(Rows taken from a pointing dataset)
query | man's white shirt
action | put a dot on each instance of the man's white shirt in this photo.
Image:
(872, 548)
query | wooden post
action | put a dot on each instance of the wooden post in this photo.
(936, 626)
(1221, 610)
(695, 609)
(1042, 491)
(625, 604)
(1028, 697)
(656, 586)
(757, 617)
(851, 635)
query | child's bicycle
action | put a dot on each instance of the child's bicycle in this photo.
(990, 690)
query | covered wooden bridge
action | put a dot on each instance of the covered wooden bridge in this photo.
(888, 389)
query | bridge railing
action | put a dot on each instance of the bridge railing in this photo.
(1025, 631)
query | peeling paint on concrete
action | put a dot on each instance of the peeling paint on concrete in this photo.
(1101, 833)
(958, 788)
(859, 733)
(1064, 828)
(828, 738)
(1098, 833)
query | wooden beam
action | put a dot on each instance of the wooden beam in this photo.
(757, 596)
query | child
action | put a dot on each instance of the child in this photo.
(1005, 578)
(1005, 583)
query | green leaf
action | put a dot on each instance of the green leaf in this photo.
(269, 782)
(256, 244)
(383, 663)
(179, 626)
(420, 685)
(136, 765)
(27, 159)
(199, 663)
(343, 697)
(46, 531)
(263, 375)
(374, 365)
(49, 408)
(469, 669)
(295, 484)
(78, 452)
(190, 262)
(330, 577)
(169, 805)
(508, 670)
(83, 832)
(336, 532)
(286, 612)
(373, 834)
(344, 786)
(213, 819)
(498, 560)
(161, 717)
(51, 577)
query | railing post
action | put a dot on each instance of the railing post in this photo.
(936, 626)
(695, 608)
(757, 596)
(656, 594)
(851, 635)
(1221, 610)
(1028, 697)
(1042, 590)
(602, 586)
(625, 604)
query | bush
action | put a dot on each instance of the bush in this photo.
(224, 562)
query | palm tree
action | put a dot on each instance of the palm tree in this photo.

◆ Work to do
Can you copy out all of the material above, line for line, with nothing changed?

◆ Answer for the task
query | man's white shirt
action | put a dot on each instance of the man's white shirt in this photo.
Image:
(872, 548)
query | wooden post
action | put a dot on each instance of the wooden post in this photo.
(936, 626)
(1221, 610)
(695, 609)
(1042, 491)
(625, 604)
(1028, 697)
(656, 586)
(757, 617)
(851, 635)
query | child's bicycle
action | put a dot on each instance of the child's bicycle in this photo.
(990, 690)
query | covered wooden bridge
action | put a dot on each instance of the covered wooden bridge in this photo.
(888, 389)
query | bridge railing
action | put a dot on each instance of the bridge railing in this photo.
(1025, 631)
query | peeling paint on concrete
action | put a dot on each instance of the peeling paint on concrete in this photo.
(1101, 833)
(958, 788)
(859, 733)
(1064, 828)
(828, 738)
(1098, 833)
query | wooden beam
action | put a dot on each instance of the wooden beam in this photo.
(757, 596)
query | child
action | put a dot on each instance of the child in this photo.
(1005, 578)
(1005, 583)
query | green leaf
action | put a dot on each instance of the green leaf in this photo.
(269, 782)
(256, 244)
(383, 663)
(179, 626)
(420, 685)
(136, 765)
(27, 159)
(199, 663)
(343, 697)
(46, 531)
(263, 375)
(374, 365)
(49, 408)
(469, 669)
(295, 484)
(78, 452)
(190, 262)
(330, 577)
(169, 805)
(508, 670)
(83, 832)
(336, 532)
(286, 612)
(373, 834)
(344, 786)
(213, 819)
(498, 560)
(161, 717)
(51, 577)
query | railing post
action | put a dot on each instance of the railing post in this photo.
(936, 626)
(695, 608)
(757, 596)
(656, 594)
(851, 635)
(1221, 610)
(1028, 697)
(1042, 590)
(602, 586)
(625, 604)
query | bush
action | put a dot on each instance of the bush in this photo.
(224, 562)
query | palm tree
action | put a dot on each instance of the palm tree in this photo.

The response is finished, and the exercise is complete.